**TASK STATEMENT**
Recast part of the listing below as a Markdown table with the columns Row and Line, giving each line a row number and omitting blank lines. Begin at the line that contains "Find man with beard." and stop after the line that contains "xmin=154 ymin=169 xmax=195 ymax=187".

**Collection entries**

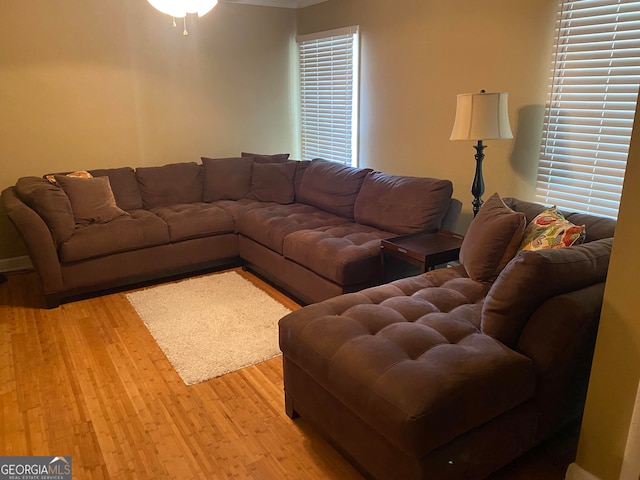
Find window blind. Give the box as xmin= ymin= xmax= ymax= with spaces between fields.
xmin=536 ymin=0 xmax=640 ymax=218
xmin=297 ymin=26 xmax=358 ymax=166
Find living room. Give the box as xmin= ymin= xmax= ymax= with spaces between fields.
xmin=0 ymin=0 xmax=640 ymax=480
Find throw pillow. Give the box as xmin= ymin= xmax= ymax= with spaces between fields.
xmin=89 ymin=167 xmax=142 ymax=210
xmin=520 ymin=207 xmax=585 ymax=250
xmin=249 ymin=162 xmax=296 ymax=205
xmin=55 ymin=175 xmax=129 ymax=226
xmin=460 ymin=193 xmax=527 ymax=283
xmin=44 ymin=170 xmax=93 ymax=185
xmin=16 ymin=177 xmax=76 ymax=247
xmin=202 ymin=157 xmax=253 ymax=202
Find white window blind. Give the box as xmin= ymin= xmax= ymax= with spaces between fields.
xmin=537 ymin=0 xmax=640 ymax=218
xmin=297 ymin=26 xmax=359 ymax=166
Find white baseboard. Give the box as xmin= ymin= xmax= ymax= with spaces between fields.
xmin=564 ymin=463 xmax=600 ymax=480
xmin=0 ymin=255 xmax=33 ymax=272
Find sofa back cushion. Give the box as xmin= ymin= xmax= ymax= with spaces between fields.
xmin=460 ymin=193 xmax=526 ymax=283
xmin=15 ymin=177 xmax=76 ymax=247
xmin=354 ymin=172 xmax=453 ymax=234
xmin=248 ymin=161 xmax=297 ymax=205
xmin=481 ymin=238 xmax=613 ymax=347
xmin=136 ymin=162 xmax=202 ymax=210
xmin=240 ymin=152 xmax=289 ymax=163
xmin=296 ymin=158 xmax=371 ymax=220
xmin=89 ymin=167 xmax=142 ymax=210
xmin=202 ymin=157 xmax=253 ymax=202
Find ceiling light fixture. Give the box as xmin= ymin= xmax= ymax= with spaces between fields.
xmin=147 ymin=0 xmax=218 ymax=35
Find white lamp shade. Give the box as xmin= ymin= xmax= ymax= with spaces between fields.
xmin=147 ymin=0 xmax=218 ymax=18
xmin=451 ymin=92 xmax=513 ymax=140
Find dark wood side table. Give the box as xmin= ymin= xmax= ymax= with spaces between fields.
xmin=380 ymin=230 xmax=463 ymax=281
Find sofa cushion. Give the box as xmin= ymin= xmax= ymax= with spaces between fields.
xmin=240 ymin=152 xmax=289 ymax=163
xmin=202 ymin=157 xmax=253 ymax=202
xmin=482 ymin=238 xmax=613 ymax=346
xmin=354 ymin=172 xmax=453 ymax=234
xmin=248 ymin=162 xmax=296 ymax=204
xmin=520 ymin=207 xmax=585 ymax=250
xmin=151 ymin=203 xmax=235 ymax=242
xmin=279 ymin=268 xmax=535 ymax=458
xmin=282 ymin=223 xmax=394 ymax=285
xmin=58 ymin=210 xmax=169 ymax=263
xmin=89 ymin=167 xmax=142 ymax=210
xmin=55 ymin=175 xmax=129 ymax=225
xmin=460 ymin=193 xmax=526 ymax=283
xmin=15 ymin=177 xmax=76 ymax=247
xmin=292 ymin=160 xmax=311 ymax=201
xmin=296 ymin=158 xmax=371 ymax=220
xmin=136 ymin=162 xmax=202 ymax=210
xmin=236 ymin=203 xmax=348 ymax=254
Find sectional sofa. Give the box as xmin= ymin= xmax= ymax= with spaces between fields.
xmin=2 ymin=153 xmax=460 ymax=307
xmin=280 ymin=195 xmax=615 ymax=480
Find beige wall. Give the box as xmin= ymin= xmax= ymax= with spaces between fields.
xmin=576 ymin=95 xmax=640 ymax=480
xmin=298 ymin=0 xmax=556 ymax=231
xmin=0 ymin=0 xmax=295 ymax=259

==

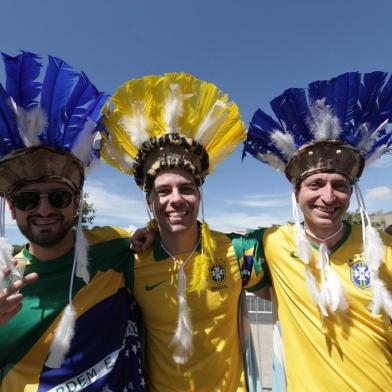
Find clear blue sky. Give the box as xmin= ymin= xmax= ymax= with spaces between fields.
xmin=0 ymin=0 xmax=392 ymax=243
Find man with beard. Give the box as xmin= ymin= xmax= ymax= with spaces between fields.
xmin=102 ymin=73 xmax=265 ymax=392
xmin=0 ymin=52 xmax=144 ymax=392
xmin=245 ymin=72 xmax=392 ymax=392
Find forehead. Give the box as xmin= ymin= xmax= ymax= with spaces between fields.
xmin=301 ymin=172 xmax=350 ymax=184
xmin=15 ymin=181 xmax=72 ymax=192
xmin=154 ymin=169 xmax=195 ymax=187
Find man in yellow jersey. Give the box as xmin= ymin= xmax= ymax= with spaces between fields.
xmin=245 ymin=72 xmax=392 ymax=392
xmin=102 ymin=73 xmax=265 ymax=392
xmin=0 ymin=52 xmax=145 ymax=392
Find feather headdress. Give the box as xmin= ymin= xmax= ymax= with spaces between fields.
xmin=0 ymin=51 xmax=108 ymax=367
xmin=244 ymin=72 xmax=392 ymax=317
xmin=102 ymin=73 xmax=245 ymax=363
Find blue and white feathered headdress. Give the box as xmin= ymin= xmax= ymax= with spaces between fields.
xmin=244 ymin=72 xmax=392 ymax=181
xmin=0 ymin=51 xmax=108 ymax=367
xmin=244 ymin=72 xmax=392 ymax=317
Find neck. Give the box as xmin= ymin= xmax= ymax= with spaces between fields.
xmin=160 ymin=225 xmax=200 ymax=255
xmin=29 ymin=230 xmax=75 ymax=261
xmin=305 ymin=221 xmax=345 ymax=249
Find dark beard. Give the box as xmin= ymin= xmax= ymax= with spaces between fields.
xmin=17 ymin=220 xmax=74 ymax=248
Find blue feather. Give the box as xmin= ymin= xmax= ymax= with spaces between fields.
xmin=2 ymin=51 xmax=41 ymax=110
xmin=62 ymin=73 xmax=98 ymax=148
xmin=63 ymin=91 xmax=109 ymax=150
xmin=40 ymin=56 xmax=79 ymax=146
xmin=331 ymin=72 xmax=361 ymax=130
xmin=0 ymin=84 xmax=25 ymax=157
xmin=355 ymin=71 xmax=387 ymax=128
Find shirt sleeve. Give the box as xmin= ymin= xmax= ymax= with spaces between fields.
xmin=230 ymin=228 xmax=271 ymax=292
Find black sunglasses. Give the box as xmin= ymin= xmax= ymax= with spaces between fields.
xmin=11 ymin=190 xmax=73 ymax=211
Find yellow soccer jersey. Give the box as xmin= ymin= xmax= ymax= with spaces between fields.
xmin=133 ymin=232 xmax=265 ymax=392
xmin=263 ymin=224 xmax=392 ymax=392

--

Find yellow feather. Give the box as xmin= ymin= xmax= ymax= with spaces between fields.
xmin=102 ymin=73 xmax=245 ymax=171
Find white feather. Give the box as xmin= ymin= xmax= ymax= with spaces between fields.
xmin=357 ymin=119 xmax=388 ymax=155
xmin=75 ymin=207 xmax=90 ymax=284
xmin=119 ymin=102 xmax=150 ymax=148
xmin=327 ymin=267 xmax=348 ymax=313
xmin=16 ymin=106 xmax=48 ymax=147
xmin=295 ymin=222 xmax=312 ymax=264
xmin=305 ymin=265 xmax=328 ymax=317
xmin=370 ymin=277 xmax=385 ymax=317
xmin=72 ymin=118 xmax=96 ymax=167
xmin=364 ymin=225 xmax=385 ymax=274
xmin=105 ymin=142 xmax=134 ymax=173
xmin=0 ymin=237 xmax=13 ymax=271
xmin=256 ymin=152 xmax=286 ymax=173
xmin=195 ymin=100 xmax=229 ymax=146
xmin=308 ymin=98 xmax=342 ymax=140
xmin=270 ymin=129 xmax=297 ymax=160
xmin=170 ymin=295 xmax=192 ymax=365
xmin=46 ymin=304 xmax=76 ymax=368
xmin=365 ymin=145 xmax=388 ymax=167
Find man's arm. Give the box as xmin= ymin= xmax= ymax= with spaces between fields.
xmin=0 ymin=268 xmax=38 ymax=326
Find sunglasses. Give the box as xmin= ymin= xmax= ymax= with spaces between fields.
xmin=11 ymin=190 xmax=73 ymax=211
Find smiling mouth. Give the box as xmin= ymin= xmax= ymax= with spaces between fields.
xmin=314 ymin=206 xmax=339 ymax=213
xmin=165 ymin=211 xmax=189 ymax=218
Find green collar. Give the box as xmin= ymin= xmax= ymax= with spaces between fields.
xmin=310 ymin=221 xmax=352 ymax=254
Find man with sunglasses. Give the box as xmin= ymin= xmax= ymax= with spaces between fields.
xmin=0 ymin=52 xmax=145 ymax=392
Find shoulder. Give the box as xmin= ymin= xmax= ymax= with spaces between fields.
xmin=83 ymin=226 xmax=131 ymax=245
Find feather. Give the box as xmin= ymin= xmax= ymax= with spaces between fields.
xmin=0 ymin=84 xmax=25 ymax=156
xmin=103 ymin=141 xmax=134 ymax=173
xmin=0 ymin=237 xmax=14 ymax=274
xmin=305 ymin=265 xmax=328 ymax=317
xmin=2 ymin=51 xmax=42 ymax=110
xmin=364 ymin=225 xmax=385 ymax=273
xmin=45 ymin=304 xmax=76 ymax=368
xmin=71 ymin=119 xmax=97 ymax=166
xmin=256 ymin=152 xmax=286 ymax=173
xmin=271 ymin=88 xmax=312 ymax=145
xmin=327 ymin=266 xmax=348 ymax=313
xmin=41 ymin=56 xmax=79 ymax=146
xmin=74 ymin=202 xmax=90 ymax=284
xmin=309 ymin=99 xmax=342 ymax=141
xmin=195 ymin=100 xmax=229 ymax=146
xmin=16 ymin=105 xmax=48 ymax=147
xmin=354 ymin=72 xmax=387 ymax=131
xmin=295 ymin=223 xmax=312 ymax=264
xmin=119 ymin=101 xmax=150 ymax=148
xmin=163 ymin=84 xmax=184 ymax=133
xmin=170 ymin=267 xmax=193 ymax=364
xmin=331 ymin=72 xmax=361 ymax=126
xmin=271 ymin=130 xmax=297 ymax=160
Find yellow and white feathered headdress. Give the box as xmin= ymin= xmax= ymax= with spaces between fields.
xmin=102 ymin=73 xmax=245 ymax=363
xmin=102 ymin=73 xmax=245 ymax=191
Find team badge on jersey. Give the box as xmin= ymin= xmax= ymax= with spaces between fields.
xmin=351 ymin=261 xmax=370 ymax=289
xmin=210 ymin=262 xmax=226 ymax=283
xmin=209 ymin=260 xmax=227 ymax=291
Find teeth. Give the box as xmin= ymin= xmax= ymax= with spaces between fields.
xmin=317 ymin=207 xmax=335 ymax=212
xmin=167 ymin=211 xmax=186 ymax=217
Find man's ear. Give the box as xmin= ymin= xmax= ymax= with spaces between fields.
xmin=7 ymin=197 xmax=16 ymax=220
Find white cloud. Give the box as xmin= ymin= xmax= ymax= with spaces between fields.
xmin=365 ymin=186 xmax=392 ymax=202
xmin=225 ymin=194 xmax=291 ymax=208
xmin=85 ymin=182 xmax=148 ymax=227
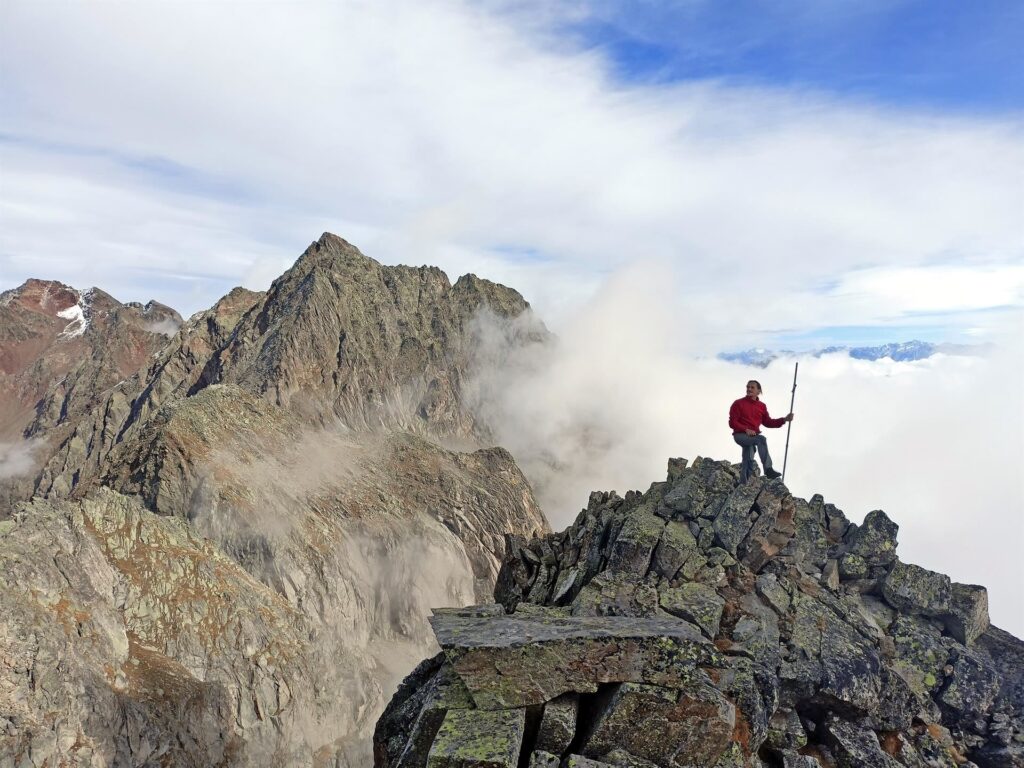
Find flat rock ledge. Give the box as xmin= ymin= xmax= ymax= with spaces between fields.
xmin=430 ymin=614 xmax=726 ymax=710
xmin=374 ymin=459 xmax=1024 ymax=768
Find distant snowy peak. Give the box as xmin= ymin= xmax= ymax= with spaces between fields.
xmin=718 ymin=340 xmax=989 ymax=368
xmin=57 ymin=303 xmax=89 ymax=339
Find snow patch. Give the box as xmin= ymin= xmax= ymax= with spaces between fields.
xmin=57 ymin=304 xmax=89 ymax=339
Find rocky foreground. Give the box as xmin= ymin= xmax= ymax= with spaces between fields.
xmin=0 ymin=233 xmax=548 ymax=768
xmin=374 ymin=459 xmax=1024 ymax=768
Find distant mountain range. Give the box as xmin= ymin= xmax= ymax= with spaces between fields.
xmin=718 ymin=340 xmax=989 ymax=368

**SOLUTION FOR THIS TASK**
| Row | Line |
|---|---|
| 1 | Find man with beard. Give the box as xmin= ymin= xmax= ymax= with spaces between fields. |
| 2 | xmin=102 ymin=73 xmax=265 ymax=392 |
| 3 | xmin=0 ymin=52 xmax=144 ymax=392 |
| 4 | xmin=245 ymin=72 xmax=392 ymax=392 |
| 5 | Find forehead. Give the box as xmin= ymin= xmax= ymax= with spaces between fields. |
| 6 | xmin=301 ymin=172 xmax=350 ymax=184 |
| 7 | xmin=15 ymin=181 xmax=72 ymax=192 |
| 8 | xmin=154 ymin=169 xmax=195 ymax=187 |